▸ **Выбранный отрывок**:

_ _ _

Но стиль мысли – только одна из многих и прочных связей между миром Джойса, его романом и миром католической религиозности. Как видели мы в части I, после разрыва художника с Церковью у него возникли сложные отношения с этим миром, отнюдь не сводящиеся к огульному отрицанию. В католической Европе давно и хорошо известен человеческий тип, удачно именуемый «беглым католиком»: тип человека, порвавшего с Церковью, однако несущего ее тавро, сохранившего умственный и душевный мир, сформированный католичеством. И Джойс, и его герой Стивен (в религиозных вопросах неразличимые) являют собою довольно умеренную разновидность этого типа. Правда, отказ от обрядов, неверие в таинства, догматы и все вообще сверхрациональные элементы церковного учения у них решительны и бескомпромиссны. Джойс категорически отверг крещенье своих детей и, скончавшись, был похоронен без священника. Роль церкви и духовенства в современном обществе, равно как и в ирландской истории последних веков, они оценивают крайне отрицательно (см. ч. I). Наконец, они не чужды и богохульства, порою грубого, а также вызывающего, люциферического богоборчества. Но это и все, пожалуй.
На другой чаше весов найдется не меньше, и недаром религиозная тема, возникающая на первых же страницах романа, сразу вводится неким озадачивающим контрапунктом: мы видим у Стивена и яростный бунт против Церкви, и восхищенное любование ее неколебимостью, ее величавой мощью. Римская Церковь для Джойса – грандиозное историческое явление, основа европейской цивилизации и самое значительное в ней. Она же – лоно великого искусства. Джойс – художник ярко выраженного слухового типа, и живопись почти не существовала для него (как и для Стивена). Но музыкою он был (как и Стивен) полон весь и всегда, и на первом и высочайшем месте стояла духовная музыка, которой он был блестящим и тонким знатоком. На службах Страстной седмицы он неукоснительно бывал в храме. И самое, конечно, важное и весомое – вклад Церкви в умственную культуру, плоды католического разума.

_ _ _

[Записи с аннотациями точек]
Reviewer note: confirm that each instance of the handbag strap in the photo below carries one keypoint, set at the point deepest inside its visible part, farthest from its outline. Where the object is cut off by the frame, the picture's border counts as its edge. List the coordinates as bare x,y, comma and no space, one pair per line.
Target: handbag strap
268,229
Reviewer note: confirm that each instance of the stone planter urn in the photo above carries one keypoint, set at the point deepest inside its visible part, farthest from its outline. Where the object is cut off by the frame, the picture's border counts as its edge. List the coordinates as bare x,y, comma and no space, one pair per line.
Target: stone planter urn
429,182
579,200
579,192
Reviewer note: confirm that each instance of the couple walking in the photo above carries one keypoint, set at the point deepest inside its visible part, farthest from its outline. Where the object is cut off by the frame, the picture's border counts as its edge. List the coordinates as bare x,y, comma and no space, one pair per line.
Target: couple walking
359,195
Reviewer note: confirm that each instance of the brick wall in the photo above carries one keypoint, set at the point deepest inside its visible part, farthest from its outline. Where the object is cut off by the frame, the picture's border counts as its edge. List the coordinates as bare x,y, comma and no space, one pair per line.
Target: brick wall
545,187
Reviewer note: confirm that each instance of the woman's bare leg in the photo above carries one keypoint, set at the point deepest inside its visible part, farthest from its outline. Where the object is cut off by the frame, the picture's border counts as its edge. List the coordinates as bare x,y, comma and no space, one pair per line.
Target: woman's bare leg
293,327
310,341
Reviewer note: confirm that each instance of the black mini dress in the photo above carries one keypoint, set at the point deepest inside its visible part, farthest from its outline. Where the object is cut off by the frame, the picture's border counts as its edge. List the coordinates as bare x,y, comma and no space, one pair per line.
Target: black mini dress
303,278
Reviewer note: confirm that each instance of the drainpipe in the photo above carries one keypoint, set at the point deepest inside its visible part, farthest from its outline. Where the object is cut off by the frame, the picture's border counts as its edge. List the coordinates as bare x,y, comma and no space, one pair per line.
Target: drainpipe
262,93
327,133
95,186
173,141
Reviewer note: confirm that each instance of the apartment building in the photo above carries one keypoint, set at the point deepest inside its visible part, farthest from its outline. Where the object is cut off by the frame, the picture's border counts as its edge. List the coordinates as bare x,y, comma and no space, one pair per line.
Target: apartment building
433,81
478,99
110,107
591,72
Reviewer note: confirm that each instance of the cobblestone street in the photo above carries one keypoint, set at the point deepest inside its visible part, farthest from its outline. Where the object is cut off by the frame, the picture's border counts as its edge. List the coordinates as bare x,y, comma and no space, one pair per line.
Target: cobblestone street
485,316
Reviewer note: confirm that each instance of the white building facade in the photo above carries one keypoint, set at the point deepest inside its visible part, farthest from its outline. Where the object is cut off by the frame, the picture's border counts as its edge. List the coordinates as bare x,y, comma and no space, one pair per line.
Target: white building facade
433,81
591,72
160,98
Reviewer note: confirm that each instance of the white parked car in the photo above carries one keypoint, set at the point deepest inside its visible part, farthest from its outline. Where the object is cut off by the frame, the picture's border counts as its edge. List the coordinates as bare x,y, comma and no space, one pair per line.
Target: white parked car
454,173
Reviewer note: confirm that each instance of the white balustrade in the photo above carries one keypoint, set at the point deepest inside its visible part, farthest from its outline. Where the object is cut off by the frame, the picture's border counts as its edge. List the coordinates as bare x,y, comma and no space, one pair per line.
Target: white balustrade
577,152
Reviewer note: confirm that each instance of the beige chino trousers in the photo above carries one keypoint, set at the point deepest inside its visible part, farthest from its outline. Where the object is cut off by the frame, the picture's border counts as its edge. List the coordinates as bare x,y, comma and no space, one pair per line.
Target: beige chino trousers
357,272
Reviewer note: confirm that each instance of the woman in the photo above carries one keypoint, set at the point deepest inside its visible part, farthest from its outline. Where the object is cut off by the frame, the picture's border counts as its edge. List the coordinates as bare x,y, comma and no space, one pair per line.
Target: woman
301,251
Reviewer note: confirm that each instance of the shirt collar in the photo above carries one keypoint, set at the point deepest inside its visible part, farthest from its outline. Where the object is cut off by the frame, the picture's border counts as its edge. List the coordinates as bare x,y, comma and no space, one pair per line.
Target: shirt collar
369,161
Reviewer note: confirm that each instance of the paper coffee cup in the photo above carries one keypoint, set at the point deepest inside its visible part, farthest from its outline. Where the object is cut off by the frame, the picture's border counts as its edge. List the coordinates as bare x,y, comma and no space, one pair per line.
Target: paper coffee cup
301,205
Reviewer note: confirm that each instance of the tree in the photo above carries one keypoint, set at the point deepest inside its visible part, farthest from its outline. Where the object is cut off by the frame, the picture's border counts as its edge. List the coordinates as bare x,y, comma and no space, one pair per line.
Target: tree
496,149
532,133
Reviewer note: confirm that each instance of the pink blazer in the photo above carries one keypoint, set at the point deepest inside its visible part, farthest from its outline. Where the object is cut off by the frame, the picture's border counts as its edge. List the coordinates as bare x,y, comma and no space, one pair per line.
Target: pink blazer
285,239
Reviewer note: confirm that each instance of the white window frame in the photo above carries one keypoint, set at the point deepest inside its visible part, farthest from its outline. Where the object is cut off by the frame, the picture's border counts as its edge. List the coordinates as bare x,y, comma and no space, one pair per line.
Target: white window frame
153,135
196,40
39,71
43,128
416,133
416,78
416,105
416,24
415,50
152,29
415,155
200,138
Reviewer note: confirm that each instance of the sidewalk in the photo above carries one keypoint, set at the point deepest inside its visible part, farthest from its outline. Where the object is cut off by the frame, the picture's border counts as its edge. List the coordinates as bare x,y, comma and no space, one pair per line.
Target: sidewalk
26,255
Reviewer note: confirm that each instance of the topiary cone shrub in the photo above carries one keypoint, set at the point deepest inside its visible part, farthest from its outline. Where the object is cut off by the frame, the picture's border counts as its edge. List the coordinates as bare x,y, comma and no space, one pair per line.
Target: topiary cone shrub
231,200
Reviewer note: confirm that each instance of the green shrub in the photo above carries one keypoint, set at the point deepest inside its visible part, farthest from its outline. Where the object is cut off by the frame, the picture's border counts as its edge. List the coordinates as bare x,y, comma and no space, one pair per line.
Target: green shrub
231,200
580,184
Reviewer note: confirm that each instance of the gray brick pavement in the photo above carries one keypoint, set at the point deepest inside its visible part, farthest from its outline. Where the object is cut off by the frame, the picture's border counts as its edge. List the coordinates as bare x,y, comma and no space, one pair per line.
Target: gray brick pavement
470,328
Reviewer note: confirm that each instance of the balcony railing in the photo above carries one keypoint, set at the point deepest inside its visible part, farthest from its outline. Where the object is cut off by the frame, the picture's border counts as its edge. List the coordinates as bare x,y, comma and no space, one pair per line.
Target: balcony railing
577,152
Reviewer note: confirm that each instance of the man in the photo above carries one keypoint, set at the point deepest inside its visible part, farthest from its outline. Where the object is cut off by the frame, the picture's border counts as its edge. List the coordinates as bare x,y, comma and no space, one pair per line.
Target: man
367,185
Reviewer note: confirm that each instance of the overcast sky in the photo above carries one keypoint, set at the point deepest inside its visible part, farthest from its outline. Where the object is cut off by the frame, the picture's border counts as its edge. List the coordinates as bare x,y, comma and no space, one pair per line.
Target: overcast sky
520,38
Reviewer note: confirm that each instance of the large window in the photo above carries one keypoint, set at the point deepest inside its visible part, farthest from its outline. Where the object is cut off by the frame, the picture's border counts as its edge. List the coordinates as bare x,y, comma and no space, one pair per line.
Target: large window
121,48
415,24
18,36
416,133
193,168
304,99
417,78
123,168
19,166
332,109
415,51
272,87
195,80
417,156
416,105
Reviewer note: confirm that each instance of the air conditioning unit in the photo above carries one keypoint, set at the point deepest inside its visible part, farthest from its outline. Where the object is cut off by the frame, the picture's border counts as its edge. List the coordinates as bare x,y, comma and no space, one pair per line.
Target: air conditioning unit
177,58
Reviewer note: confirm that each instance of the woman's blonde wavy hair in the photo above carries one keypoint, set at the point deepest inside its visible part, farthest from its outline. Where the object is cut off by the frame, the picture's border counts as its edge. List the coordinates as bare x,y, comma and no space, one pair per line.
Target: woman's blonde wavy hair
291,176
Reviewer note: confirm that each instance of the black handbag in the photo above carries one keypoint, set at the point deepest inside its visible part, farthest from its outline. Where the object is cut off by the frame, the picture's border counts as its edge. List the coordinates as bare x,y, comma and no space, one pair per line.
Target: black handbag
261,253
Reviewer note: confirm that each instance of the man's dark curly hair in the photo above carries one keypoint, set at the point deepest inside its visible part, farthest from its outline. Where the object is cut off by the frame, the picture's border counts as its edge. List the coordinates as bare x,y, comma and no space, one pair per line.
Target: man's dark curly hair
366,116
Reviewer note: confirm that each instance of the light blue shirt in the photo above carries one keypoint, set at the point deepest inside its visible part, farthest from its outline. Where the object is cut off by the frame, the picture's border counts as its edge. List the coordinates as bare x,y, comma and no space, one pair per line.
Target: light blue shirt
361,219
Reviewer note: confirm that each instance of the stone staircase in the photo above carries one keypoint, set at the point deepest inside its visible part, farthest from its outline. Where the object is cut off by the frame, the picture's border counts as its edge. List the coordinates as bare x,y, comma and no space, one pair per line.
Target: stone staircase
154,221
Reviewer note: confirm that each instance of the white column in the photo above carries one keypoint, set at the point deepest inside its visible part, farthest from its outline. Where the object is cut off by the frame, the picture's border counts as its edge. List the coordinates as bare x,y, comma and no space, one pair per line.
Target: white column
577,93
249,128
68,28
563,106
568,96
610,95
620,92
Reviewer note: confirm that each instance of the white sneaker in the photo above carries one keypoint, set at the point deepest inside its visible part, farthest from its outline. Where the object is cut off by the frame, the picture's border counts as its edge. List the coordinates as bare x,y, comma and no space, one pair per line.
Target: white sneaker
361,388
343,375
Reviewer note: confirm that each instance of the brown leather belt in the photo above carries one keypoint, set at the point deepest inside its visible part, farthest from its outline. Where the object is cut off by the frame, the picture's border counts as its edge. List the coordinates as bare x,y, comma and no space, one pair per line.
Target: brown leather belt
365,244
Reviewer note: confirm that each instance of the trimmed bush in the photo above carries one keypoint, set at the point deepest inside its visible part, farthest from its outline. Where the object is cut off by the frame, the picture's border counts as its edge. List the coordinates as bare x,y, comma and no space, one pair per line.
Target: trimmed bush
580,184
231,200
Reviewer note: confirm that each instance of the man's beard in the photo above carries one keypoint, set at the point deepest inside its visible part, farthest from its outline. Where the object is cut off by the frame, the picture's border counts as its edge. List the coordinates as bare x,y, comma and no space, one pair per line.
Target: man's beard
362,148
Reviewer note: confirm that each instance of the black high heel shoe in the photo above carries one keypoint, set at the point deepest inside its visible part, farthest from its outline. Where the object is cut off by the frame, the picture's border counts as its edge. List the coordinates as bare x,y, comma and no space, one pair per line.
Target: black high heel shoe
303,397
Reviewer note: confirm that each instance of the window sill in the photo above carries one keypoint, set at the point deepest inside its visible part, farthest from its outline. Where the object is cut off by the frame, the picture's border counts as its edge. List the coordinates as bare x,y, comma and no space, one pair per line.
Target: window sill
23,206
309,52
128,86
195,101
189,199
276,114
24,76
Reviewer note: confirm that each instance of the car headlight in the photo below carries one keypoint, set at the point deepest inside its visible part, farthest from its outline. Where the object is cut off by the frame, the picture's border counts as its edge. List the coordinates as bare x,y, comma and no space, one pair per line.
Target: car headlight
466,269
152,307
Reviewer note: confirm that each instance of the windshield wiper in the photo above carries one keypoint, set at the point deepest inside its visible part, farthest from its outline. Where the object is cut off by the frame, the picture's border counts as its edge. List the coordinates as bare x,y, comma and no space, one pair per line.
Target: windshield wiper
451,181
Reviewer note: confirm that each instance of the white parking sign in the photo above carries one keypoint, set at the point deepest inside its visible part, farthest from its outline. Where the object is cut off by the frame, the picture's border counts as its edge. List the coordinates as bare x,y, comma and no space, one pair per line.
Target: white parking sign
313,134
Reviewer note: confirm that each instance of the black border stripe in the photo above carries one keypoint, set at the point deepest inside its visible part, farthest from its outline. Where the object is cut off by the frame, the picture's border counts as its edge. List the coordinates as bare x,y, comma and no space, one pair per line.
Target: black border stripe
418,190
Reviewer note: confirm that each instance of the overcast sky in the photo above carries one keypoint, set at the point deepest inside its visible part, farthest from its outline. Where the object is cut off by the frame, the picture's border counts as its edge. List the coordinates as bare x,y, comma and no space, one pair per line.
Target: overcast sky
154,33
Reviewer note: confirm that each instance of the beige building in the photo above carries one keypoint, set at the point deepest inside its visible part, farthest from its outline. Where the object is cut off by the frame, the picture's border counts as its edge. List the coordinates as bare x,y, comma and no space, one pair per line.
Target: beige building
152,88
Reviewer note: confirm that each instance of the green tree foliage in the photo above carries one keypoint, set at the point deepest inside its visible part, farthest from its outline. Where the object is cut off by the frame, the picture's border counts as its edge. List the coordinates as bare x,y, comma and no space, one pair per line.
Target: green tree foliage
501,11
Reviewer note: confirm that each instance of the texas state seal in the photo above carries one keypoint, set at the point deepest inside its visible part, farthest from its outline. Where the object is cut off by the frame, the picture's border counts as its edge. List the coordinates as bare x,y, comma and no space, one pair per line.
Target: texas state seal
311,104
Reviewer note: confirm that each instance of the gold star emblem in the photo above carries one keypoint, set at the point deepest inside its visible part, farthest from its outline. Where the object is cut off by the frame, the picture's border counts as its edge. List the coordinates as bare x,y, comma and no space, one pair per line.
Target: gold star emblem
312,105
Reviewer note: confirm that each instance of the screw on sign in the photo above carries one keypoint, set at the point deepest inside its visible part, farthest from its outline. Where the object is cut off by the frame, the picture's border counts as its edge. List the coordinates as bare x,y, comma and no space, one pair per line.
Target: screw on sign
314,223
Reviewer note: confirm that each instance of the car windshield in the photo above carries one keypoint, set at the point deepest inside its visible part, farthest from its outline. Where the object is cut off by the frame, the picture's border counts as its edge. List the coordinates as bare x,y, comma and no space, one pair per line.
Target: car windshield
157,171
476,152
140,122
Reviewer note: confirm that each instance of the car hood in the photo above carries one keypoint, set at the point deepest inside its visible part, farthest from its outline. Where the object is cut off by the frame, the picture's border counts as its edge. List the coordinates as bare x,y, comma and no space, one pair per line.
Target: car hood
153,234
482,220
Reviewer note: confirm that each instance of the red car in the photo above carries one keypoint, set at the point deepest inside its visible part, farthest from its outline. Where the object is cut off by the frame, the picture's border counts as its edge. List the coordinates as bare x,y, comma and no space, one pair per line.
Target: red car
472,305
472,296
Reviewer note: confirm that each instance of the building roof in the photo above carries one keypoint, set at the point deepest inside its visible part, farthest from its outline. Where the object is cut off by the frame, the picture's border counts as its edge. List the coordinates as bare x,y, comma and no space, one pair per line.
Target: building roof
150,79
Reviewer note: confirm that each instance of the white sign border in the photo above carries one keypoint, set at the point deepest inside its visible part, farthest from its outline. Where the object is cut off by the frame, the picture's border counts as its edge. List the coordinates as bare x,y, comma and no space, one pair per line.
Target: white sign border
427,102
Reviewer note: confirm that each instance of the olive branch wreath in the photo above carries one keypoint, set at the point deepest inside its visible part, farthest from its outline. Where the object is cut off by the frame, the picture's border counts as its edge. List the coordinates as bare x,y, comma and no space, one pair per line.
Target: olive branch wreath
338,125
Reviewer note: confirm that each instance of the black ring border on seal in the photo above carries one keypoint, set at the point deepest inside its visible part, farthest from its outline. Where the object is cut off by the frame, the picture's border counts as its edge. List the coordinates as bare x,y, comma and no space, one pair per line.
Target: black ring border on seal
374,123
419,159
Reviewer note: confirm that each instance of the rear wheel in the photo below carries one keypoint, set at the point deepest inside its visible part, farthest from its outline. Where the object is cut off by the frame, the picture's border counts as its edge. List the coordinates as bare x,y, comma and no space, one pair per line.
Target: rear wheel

_ _ _

▸ **Суть задания**: Объясните по отрывку о Джойсе и католичестве, почему живопись почти не существовала для Джойса. Ответ должен занять от одного до трех предложений.

▸ **Результат задания**: Джойс был художником ярко выраженного слухового типа, поэтому живопись почти не существовала для него. Зато музыкой он был полон весь и всегда, и выше всего для него стояла духовная музыка.